** begin DATASET ROWS **

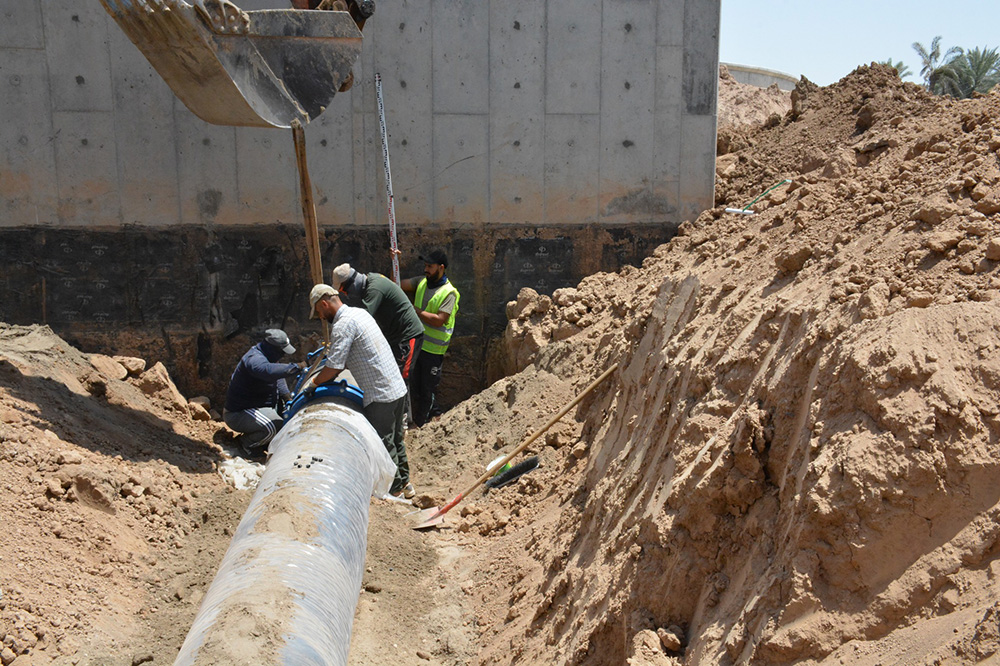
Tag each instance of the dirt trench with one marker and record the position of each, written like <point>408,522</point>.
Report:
<point>794,463</point>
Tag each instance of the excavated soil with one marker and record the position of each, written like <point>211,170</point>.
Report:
<point>795,460</point>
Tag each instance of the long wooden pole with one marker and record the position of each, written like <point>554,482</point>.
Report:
<point>388,179</point>
<point>431,517</point>
<point>308,212</point>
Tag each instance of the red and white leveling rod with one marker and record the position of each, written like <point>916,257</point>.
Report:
<point>388,179</point>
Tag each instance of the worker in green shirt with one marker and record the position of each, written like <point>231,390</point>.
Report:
<point>435,300</point>
<point>391,309</point>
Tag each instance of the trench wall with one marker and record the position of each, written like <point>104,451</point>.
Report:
<point>539,141</point>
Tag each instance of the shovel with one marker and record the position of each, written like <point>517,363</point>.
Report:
<point>435,515</point>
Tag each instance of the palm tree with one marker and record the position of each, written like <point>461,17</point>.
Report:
<point>978,71</point>
<point>902,69</point>
<point>937,77</point>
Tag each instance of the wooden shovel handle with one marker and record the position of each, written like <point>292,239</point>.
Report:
<point>535,435</point>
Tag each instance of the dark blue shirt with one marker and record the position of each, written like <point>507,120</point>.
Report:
<point>257,379</point>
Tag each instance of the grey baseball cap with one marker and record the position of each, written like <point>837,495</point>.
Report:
<point>278,338</point>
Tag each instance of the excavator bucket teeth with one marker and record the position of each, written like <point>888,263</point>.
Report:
<point>268,69</point>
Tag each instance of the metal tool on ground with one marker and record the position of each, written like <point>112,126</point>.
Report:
<point>261,68</point>
<point>511,474</point>
<point>746,209</point>
<point>388,179</point>
<point>435,515</point>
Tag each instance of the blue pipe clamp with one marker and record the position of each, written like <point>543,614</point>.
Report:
<point>338,389</point>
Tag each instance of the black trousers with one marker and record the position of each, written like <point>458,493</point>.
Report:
<point>425,381</point>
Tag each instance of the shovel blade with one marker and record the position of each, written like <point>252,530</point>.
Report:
<point>286,66</point>
<point>427,518</point>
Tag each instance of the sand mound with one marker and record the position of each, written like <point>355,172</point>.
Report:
<point>799,454</point>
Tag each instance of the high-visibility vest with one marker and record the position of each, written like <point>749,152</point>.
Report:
<point>436,338</point>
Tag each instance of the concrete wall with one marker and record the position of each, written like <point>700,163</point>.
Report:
<point>504,112</point>
<point>538,140</point>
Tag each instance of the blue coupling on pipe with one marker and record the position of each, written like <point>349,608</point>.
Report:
<point>338,389</point>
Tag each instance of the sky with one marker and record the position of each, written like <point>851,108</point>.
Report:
<point>824,40</point>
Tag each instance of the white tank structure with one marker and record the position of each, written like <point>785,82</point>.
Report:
<point>288,586</point>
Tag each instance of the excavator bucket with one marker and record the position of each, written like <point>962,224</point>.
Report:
<point>262,68</point>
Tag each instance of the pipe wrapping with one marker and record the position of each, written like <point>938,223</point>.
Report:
<point>287,587</point>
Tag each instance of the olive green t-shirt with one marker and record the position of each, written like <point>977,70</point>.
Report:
<point>392,310</point>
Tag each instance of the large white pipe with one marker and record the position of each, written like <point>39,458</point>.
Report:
<point>287,588</point>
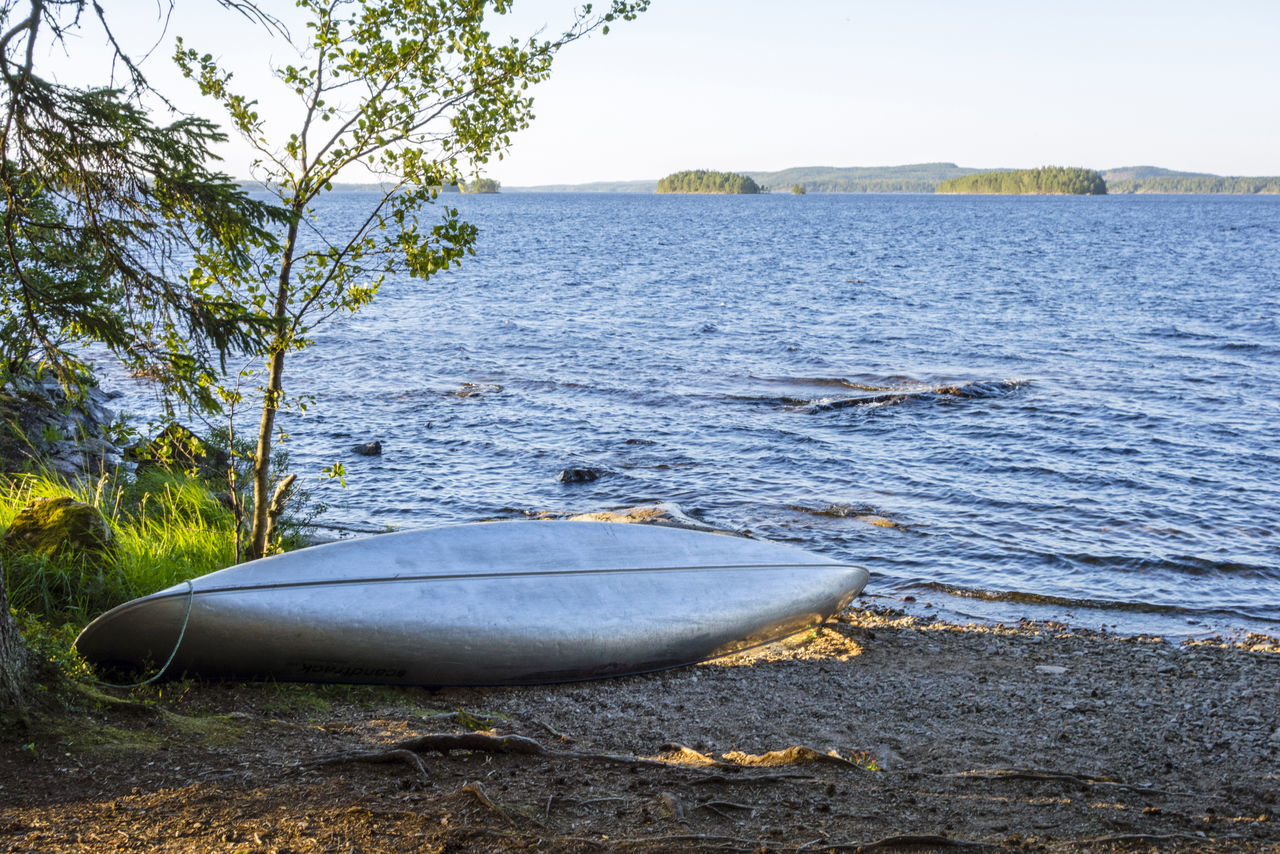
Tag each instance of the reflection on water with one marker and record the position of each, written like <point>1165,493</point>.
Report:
<point>1054,403</point>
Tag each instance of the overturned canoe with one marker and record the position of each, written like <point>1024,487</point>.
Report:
<point>488,603</point>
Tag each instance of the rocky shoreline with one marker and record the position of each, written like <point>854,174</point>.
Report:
<point>69,438</point>
<point>880,731</point>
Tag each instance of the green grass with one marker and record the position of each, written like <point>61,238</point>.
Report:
<point>168,528</point>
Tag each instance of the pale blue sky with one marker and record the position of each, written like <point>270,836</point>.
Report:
<point>744,85</point>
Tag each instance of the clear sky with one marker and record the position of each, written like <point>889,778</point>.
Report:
<point>763,85</point>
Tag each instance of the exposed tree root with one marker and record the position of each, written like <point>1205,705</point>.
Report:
<point>914,841</point>
<point>677,757</point>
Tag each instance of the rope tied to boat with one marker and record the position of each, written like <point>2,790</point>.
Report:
<point>182,633</point>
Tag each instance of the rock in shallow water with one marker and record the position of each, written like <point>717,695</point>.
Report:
<point>580,475</point>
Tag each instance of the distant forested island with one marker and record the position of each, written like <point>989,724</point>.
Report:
<point>702,181</point>
<point>1194,185</point>
<point>480,186</point>
<point>927,177</point>
<point>1056,181</point>
<point>914,178</point>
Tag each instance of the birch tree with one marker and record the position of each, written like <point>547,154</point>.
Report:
<point>419,94</point>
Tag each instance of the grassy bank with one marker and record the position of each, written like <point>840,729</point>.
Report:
<point>167,528</point>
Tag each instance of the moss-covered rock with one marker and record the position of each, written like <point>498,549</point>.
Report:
<point>49,525</point>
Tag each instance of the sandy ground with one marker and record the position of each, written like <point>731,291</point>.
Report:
<point>910,735</point>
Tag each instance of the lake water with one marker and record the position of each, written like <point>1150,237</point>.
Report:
<point>1065,407</point>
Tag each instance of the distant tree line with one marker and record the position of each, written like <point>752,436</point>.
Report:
<point>700,181</point>
<point>480,186</point>
<point>871,186</point>
<point>1064,181</point>
<point>1194,185</point>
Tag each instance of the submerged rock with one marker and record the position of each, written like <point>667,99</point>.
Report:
<point>50,525</point>
<point>580,475</point>
<point>662,514</point>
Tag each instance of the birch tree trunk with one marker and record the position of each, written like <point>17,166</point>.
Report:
<point>13,656</point>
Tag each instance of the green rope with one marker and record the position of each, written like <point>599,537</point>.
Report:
<point>191,599</point>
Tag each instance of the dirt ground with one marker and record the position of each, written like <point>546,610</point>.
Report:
<point>908,735</point>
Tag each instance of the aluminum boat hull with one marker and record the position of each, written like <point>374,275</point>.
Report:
<point>493,603</point>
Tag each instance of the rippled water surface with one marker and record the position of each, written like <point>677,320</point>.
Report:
<point>1001,406</point>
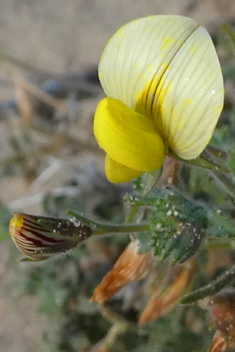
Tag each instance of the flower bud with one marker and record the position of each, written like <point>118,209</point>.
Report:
<point>40,238</point>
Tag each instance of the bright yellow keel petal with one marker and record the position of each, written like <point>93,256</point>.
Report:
<point>128,137</point>
<point>117,173</point>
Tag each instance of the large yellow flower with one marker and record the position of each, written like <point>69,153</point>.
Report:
<point>164,90</point>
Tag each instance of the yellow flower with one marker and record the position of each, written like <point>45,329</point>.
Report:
<point>164,89</point>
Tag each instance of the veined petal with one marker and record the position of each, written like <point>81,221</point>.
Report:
<point>128,137</point>
<point>117,173</point>
<point>138,54</point>
<point>189,98</point>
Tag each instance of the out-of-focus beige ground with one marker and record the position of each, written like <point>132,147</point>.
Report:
<point>58,36</point>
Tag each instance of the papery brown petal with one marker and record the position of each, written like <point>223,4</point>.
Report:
<point>162,303</point>
<point>100,347</point>
<point>129,267</point>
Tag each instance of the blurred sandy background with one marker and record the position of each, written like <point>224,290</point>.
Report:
<point>60,36</point>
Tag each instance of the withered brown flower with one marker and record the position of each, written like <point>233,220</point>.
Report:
<point>129,267</point>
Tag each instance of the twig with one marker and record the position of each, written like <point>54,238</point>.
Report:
<point>210,289</point>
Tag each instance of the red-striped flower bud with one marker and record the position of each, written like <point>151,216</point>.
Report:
<point>40,238</point>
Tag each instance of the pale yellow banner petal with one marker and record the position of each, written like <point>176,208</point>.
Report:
<point>117,173</point>
<point>189,98</point>
<point>138,54</point>
<point>127,137</point>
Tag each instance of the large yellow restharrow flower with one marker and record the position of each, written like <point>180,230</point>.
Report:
<point>164,90</point>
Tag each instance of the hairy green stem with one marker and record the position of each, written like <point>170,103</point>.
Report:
<point>220,154</point>
<point>103,229</point>
<point>210,289</point>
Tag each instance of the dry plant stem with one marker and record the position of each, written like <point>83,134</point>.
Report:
<point>23,65</point>
<point>210,289</point>
<point>59,140</point>
<point>40,94</point>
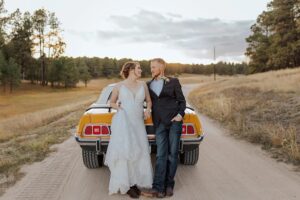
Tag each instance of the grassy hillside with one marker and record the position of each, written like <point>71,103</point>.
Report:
<point>263,108</point>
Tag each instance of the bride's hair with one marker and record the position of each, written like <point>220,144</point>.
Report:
<point>127,67</point>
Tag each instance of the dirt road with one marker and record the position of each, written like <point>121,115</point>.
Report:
<point>227,169</point>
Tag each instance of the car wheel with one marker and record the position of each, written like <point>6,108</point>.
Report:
<point>91,159</point>
<point>189,157</point>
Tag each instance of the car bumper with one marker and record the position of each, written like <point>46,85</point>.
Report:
<point>100,143</point>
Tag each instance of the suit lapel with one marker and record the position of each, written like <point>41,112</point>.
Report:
<point>149,84</point>
<point>164,83</point>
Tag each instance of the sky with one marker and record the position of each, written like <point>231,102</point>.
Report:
<point>183,31</point>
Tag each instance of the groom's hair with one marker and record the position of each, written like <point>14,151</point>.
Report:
<point>159,60</point>
<point>127,67</point>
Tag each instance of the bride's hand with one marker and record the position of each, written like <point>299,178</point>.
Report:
<point>147,114</point>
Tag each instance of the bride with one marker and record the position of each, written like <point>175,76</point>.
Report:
<point>128,154</point>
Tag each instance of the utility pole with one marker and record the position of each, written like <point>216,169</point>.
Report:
<point>214,63</point>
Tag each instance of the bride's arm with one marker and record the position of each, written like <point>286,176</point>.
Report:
<point>114,98</point>
<point>148,99</point>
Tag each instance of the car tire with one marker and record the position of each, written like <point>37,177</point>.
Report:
<point>91,159</point>
<point>190,157</point>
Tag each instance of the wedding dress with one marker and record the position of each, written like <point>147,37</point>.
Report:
<point>128,153</point>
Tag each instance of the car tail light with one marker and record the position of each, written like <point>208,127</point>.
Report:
<point>88,130</point>
<point>105,130</point>
<point>183,129</point>
<point>97,130</point>
<point>190,129</point>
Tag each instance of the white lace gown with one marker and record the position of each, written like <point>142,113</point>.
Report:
<point>128,154</point>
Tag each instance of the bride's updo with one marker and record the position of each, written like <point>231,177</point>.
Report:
<point>127,67</point>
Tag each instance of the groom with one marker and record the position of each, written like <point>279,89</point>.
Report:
<point>168,105</point>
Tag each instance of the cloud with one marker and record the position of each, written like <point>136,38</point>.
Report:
<point>193,37</point>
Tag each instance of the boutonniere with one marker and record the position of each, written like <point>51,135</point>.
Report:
<point>166,79</point>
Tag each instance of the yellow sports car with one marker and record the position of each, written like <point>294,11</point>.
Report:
<point>93,132</point>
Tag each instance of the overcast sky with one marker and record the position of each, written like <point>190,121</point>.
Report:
<point>178,30</point>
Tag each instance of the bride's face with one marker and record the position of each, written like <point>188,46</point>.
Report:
<point>138,71</point>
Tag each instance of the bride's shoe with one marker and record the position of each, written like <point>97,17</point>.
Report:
<point>133,193</point>
<point>137,190</point>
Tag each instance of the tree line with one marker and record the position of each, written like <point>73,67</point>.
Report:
<point>275,39</point>
<point>32,47</point>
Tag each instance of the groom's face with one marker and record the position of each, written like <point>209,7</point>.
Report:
<point>156,68</point>
<point>138,71</point>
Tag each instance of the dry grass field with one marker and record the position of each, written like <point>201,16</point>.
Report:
<point>263,108</point>
<point>33,118</point>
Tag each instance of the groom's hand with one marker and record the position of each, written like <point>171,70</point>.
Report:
<point>177,118</point>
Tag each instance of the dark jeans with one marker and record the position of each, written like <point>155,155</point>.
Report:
<point>167,141</point>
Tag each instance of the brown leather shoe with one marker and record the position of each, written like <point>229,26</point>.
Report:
<point>149,192</point>
<point>137,190</point>
<point>169,192</point>
<point>132,193</point>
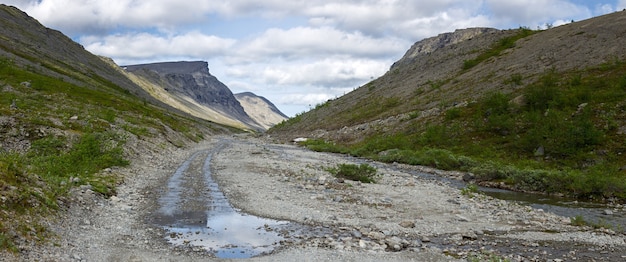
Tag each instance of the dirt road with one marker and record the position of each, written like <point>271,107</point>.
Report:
<point>403,217</point>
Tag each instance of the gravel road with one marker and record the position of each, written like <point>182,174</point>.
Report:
<point>402,217</point>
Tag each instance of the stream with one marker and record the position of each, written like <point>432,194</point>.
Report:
<point>595,213</point>
<point>195,213</point>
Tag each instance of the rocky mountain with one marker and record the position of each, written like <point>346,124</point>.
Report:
<point>260,109</point>
<point>190,87</point>
<point>534,110</point>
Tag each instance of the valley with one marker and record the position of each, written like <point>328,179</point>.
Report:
<point>402,217</point>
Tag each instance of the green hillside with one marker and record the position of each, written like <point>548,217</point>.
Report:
<point>506,107</point>
<point>65,116</point>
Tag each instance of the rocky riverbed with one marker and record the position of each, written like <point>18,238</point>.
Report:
<point>402,217</point>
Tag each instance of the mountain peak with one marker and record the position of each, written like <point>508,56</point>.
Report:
<point>431,44</point>
<point>180,67</point>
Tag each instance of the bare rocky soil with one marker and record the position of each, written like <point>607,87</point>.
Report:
<point>403,217</point>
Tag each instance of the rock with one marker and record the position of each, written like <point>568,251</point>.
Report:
<point>540,151</point>
<point>467,177</point>
<point>395,243</point>
<point>376,235</point>
<point>300,139</point>
<point>469,236</point>
<point>462,218</point>
<point>407,224</point>
<point>362,243</point>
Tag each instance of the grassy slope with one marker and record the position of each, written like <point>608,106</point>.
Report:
<point>559,131</point>
<point>64,117</point>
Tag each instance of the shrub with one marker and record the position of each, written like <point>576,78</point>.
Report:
<point>363,172</point>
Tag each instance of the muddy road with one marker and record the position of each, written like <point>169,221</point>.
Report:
<point>239,197</point>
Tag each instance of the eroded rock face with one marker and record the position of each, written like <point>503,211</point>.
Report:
<point>432,44</point>
<point>193,80</point>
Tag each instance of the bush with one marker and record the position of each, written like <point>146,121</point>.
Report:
<point>363,172</point>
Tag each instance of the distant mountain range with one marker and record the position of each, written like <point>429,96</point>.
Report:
<point>189,87</point>
<point>178,86</point>
<point>532,110</point>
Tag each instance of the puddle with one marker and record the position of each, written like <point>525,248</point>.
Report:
<point>195,213</point>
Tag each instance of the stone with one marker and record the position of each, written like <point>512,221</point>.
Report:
<point>469,236</point>
<point>362,243</point>
<point>376,235</point>
<point>407,224</point>
<point>462,218</point>
<point>540,151</point>
<point>300,139</point>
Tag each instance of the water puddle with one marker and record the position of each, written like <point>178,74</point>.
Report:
<point>195,213</point>
<point>592,212</point>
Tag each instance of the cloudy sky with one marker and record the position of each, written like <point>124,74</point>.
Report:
<point>296,53</point>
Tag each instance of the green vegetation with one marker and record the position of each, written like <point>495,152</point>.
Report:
<point>70,134</point>
<point>486,256</point>
<point>469,190</point>
<point>363,172</point>
<point>557,135</point>
<point>496,49</point>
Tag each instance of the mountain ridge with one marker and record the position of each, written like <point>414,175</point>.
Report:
<point>529,110</point>
<point>190,87</point>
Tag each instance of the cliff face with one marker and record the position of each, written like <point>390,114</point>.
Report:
<point>193,79</point>
<point>260,109</point>
<point>190,87</point>
<point>432,44</point>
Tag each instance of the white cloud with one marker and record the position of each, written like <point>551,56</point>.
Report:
<point>300,42</point>
<point>331,72</point>
<point>141,46</point>
<point>296,53</point>
<point>102,16</point>
<point>533,13</point>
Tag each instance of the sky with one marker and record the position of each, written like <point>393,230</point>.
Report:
<point>296,53</point>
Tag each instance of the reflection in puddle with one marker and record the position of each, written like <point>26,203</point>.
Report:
<point>230,235</point>
<point>227,233</point>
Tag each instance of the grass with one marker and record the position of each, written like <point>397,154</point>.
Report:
<point>61,152</point>
<point>573,117</point>
<point>363,172</point>
<point>496,49</point>
<point>469,190</point>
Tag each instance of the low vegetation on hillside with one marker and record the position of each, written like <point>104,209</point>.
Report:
<point>562,134</point>
<point>57,135</point>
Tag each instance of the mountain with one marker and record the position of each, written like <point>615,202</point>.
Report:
<point>190,87</point>
<point>530,110</point>
<point>260,109</point>
<point>68,119</point>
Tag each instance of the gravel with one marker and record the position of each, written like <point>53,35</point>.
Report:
<point>402,217</point>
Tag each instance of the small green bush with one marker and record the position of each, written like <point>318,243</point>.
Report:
<point>363,172</point>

** end DATASET ROWS **

◆ **WHAT TO WORK ON**
Rewrite the stretch of the listing that opens with the line containing "Tag each instance of the blurred" and closes with the line containing "<point>40,94</point>", changing "hairy green stem" to "fuzzy green stem" and leaving everything else as it is.

◆ **TASK RESULT**
Tag each instance of the blurred sandy background with one marker and record the position of each, written like <point>224,290</point>.
Report:
<point>60,36</point>
Tag each instance of the withered brown flower with one marker and record the position of each, written like <point>233,220</point>.
Report:
<point>129,267</point>
Tag each instance of the twig with one marker and record the position of each, written like <point>54,238</point>.
Report:
<point>210,289</point>
Tag each instance of the red-striped flower bud with one marker and record the position of each, written like <point>151,216</point>.
Report:
<point>40,238</point>
Tag each instance of the pale yellow banner petal with one marker and record the position of each, written like <point>176,208</point>.
Report:
<point>117,173</point>
<point>189,98</point>
<point>138,54</point>
<point>127,137</point>
Tag each instance of the large yellow restharrow flower with one marker and record the position of each, written like <point>180,230</point>.
Report:
<point>164,90</point>
Tag each instance of the fuzzy green stem with one marker and record the position of each, written like <point>170,103</point>.
Report:
<point>220,154</point>
<point>103,229</point>
<point>210,289</point>
Tag each instance of the dry plant stem with one marker and record the position of each, written like <point>83,134</point>.
Report:
<point>23,65</point>
<point>210,289</point>
<point>59,140</point>
<point>40,94</point>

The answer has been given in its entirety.